Work instructions: Swap "top-to-bottom" for "bottom-to-top" in the data stretch from the line containing "I need to find every black" through the line containing "left=69, top=104, right=94, bottom=115". Return only those lines, with everything else left unchanged.

Coordinate annotation entries:
------------------------------------------------

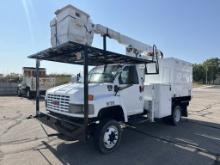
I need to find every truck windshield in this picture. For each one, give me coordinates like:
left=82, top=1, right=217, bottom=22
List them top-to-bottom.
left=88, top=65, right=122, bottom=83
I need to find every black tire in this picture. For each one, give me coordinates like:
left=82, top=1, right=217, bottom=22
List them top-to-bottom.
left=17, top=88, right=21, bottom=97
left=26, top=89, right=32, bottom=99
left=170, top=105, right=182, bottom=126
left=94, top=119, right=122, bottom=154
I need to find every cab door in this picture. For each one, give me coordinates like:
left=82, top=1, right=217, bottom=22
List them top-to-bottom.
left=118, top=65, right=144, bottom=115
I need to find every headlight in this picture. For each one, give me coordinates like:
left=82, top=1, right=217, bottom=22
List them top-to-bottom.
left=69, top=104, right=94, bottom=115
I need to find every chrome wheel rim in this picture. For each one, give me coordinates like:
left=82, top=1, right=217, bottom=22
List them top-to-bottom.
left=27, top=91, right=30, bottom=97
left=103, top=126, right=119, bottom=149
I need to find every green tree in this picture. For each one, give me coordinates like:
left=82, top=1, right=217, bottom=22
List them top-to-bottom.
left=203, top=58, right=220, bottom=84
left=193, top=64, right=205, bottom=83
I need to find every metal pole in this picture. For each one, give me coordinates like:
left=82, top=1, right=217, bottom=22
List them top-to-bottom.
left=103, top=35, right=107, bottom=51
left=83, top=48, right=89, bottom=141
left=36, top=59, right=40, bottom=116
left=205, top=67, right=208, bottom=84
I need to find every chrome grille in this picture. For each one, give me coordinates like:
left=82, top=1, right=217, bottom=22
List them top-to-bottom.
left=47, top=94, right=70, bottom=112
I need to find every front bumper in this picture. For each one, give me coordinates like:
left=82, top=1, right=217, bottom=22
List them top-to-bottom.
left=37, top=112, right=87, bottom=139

------------------------------------------------

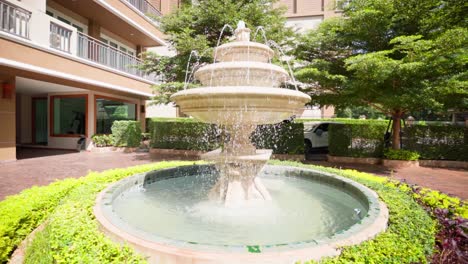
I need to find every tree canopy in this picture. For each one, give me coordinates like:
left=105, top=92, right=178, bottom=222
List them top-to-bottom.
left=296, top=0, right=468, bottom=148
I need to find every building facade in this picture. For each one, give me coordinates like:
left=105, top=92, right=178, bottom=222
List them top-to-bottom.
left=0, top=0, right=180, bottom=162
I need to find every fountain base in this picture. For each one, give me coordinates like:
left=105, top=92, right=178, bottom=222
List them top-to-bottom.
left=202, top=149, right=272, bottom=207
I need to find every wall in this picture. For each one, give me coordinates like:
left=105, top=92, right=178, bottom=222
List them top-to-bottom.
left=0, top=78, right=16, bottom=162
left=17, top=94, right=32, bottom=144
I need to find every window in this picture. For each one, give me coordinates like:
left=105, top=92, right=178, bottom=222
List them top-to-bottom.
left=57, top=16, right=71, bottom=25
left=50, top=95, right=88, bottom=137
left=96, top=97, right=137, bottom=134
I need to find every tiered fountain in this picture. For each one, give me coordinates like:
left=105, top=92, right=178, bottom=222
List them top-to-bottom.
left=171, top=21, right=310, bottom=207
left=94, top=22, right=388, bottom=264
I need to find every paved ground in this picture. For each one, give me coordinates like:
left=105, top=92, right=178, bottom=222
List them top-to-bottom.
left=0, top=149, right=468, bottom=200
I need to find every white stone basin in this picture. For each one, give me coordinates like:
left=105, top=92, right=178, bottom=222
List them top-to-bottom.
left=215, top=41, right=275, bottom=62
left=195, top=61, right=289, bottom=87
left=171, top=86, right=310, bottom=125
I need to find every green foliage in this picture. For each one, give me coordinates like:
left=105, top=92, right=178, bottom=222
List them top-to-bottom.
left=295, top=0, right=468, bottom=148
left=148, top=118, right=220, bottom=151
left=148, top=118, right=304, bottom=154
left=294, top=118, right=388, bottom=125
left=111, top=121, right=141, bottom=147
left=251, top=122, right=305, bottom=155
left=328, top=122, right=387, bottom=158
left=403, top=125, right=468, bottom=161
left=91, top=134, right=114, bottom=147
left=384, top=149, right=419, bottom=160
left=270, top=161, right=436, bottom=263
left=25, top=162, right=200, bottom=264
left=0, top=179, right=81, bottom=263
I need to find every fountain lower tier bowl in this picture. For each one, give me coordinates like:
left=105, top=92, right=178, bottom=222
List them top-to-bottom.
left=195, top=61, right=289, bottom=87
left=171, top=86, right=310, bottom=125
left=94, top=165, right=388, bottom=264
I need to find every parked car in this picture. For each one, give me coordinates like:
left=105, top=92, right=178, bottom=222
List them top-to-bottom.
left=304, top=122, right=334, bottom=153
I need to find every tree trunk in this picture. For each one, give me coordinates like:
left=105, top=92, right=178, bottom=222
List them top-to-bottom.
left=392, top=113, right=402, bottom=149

------------------------------------------------

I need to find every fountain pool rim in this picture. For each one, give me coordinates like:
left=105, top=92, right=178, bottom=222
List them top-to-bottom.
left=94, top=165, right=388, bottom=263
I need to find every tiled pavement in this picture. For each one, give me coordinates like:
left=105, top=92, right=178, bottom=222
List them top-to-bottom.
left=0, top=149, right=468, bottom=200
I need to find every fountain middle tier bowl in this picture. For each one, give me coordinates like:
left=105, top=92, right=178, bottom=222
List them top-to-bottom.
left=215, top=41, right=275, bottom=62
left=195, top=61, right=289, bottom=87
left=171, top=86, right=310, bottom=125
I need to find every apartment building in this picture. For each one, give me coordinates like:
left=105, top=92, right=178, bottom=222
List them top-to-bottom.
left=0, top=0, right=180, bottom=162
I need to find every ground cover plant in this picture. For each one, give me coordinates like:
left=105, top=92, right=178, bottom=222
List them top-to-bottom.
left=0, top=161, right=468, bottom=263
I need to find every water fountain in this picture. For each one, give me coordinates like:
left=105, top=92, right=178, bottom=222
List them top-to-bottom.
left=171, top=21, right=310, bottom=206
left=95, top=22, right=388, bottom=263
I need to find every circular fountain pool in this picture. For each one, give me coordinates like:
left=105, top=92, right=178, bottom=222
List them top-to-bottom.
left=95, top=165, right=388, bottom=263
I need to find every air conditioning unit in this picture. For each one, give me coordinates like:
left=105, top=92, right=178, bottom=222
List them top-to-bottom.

------------------------------------------------

Exercise result:
I need to find every black tire in this picture. For each one, give me coordinates like:
left=82, top=1, right=217, bottom=22
List them bottom-to-top.
left=17, top=88, right=21, bottom=97
left=26, top=89, right=32, bottom=99
left=170, top=105, right=182, bottom=126
left=94, top=119, right=122, bottom=154
I need to find every cab door in this picture. For each one, give me coordinates like:
left=82, top=1, right=217, bottom=22
List them bottom-to-top.
left=118, top=65, right=144, bottom=115
I need to find every headlight in this picture. For each one, give me coordinates like:
left=82, top=1, right=217, bottom=22
List them bottom-to-top.
left=69, top=104, right=94, bottom=115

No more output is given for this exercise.